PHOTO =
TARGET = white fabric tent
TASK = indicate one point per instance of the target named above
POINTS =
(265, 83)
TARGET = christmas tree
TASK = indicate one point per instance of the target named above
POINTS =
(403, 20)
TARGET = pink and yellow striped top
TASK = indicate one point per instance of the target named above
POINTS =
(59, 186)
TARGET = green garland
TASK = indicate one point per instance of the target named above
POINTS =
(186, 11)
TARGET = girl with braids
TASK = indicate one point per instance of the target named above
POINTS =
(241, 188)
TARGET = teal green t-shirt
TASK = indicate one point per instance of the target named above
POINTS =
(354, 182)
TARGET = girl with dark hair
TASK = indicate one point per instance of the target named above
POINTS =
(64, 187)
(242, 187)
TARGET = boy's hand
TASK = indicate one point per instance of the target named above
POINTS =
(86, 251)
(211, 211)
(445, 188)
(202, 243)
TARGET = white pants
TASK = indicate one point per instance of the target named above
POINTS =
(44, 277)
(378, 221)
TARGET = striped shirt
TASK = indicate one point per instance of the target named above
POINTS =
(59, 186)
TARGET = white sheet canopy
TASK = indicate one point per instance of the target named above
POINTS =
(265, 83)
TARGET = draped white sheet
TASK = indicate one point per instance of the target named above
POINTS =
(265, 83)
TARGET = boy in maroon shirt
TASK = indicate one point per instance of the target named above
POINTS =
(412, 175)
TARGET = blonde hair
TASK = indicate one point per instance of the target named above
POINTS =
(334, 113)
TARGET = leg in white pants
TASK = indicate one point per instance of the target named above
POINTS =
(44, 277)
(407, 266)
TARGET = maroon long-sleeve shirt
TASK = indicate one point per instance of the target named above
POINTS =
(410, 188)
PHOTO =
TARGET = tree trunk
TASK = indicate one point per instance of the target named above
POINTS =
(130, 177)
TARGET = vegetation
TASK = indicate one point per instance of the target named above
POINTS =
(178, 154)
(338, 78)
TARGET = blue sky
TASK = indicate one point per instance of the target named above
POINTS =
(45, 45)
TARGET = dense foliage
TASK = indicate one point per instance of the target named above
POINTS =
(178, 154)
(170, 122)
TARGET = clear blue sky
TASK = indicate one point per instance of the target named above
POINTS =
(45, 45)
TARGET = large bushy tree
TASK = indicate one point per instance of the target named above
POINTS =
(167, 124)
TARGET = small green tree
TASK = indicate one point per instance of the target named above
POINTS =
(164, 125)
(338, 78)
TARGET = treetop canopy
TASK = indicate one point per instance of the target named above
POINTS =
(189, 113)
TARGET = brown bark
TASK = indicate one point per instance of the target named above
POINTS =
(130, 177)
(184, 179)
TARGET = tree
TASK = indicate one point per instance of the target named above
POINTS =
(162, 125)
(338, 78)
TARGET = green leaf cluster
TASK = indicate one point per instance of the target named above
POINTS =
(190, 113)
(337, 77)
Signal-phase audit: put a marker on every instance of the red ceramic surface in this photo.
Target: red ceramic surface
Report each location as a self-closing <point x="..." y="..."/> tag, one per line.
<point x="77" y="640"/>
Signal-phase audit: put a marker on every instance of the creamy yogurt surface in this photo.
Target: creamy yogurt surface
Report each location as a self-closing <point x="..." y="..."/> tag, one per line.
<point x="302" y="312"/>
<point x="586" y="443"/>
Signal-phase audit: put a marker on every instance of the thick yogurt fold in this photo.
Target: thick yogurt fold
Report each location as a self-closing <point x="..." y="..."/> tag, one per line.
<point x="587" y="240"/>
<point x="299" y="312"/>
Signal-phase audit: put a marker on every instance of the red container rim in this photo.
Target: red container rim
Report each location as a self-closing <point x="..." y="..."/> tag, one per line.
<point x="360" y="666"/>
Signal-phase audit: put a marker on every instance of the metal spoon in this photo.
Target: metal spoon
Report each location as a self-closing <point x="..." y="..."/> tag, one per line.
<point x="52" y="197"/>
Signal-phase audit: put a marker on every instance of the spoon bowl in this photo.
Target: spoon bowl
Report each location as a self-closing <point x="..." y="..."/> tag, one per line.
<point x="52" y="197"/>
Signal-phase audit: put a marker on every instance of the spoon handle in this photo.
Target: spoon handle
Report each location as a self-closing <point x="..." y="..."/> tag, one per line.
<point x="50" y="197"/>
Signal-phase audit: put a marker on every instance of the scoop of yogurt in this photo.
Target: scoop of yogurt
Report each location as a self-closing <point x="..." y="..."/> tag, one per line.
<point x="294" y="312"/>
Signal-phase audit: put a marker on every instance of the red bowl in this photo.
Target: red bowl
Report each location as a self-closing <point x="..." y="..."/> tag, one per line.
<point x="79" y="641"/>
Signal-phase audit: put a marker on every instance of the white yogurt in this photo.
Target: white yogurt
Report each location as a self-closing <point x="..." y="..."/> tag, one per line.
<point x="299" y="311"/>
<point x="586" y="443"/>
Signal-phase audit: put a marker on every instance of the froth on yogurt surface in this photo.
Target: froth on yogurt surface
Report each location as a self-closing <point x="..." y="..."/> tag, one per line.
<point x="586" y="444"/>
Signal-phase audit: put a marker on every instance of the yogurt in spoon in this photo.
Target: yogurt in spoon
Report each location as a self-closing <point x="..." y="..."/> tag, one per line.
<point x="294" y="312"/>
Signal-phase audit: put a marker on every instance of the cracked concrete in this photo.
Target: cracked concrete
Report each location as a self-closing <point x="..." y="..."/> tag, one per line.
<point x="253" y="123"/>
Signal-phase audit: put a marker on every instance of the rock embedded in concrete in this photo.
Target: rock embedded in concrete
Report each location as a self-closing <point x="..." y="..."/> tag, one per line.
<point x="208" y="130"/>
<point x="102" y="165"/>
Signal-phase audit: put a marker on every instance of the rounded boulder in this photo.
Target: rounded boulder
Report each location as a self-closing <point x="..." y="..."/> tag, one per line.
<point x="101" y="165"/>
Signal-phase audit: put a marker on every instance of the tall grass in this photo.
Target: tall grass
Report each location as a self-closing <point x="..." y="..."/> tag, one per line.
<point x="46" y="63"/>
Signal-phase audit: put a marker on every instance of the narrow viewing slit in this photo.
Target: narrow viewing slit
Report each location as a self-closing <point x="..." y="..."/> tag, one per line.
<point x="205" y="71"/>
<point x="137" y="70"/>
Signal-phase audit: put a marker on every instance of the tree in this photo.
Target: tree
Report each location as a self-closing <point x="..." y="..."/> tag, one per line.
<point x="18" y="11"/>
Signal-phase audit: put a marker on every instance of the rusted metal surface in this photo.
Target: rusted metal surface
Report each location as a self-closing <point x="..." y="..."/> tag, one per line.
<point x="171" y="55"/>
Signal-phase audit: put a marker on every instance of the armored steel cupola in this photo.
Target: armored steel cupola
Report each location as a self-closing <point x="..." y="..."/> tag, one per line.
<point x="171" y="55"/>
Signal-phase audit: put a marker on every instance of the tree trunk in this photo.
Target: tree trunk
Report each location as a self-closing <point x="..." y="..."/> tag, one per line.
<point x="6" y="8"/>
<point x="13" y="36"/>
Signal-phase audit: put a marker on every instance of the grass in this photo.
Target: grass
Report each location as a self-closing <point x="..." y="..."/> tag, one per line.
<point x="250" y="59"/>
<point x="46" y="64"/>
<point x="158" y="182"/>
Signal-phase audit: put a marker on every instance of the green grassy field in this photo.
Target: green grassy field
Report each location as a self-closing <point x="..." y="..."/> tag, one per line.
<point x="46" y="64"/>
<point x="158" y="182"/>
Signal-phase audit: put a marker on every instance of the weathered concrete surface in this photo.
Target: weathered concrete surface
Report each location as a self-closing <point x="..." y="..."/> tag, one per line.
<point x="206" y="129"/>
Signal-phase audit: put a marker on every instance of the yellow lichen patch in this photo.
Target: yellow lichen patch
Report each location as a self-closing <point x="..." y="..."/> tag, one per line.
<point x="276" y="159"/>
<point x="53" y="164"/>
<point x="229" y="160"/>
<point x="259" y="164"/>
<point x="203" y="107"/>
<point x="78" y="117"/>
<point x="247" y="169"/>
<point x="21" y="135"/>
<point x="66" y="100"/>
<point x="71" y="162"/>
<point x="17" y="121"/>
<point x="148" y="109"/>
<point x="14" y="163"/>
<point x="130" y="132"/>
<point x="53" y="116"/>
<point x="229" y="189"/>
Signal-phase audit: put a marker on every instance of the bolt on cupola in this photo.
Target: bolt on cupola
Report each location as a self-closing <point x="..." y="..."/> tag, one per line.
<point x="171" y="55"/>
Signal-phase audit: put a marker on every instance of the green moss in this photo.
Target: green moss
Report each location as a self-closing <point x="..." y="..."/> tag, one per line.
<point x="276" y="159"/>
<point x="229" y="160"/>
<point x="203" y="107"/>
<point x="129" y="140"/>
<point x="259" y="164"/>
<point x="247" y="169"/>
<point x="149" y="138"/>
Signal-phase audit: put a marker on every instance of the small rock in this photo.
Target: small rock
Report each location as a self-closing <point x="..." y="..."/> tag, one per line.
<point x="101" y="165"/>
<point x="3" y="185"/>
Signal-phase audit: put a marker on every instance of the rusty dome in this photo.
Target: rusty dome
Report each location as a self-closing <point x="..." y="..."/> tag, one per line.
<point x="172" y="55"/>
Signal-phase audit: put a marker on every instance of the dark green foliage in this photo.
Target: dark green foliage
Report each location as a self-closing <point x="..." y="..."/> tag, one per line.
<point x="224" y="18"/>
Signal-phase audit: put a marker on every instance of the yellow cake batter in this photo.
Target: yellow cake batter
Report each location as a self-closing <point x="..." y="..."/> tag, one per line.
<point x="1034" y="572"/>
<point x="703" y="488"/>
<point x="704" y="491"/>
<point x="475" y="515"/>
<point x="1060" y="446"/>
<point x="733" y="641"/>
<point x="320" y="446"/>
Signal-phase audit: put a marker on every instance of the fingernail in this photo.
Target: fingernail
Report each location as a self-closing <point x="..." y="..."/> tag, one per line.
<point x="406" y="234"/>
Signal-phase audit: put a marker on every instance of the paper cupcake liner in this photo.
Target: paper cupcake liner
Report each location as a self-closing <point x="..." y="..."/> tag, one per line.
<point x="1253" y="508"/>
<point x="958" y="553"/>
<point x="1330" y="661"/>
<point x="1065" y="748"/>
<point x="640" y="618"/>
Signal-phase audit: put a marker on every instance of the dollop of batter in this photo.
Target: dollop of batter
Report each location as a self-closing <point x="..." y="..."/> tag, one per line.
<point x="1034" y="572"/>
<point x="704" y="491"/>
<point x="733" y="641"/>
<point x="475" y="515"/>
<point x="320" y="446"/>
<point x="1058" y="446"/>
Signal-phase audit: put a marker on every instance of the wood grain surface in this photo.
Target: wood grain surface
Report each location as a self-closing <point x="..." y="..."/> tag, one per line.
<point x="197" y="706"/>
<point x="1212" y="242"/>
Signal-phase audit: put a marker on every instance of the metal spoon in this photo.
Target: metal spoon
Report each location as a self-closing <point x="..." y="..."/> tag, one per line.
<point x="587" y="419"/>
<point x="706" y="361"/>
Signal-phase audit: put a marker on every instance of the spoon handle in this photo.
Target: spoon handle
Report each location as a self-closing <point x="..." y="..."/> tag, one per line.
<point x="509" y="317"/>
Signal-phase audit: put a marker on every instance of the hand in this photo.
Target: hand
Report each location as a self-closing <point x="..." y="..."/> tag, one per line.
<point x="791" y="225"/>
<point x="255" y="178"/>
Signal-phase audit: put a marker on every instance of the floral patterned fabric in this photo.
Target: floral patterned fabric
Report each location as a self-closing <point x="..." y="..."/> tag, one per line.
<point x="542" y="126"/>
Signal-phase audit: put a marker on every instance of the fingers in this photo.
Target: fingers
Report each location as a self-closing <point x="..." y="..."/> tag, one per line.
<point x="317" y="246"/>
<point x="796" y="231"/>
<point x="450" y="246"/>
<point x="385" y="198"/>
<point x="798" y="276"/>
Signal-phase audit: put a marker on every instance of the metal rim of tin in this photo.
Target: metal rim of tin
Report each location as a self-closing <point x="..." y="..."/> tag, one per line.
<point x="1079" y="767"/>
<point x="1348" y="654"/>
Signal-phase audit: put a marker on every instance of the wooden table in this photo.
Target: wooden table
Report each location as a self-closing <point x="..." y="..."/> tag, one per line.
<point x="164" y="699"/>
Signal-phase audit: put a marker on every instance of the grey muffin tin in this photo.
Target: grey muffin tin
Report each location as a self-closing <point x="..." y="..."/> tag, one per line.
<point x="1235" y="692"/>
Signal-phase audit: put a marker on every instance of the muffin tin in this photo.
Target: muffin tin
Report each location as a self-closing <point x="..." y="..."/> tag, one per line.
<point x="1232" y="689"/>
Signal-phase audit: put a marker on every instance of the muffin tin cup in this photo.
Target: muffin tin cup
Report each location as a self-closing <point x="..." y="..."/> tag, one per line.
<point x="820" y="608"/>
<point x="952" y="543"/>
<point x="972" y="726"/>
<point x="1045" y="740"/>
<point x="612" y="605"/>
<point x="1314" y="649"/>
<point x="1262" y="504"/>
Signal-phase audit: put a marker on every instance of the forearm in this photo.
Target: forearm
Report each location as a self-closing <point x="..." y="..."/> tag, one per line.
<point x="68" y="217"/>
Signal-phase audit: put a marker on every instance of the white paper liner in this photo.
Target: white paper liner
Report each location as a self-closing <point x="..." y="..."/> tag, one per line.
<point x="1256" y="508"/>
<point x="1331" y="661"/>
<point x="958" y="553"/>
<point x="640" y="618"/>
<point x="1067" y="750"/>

Exercise description:
Your task is to repeat the records exactly. Begin at their first line and stop after the line containing "TARGET = maroon long-sleeve shirt".

Solution:
PHOTO =
TARGET = white fabric tent
TASK = indicate one point per instance of the target named above
POINTS =
(265, 83)
TARGET = christmas tree
TASK = indicate one point per instance of the target named above
POINTS =
(403, 20)
TARGET = pink and yellow striped top
TASK = indicate one point per instance of the target named above
POINTS =
(59, 186)
TARGET = green garland
TASK = indicate one point per instance of the target named above
POINTS =
(186, 11)
TARGET = girl with braids
TASK = indicate one point per instance of the target named above
POINTS =
(241, 188)
TARGET = teal green t-shirt
TASK = indicate one point per instance of the target named above
POINTS =
(354, 182)
TARGET = girl with dark hair
TASK = indicate one point per instance of the target named above
POINTS =
(64, 187)
(242, 187)
TARGET = boy's hand
TASK = indicate one point per instance of the target named above
POINTS =
(86, 251)
(211, 211)
(445, 188)
(202, 243)
TARGET = white pants
TASK = indicate one point per instance of the target named above
POINTS =
(44, 277)
(378, 221)
TARGET = striped shirt
TASK = indicate one point per instance of the target named above
POINTS =
(59, 186)
TARGET = white sheet canopy
TASK = indicate one point per instance of the target named above
POINTS =
(265, 83)
TARGET = draped white sheet
TASK = indicate one point per instance of the target named above
POINTS =
(265, 83)
TARGET = boy in maroon shirt
TASK = indicate one point per instance of the target named above
POINTS =
(412, 175)
TARGET = blonde hair
TASK = indicate one point per instance of the target named above
POINTS =
(334, 113)
TARGET = leg in white pants
TASK = indicate one point per instance of the target named above
POINTS =
(44, 277)
(407, 266)
TARGET = maroon long-sleeve shirt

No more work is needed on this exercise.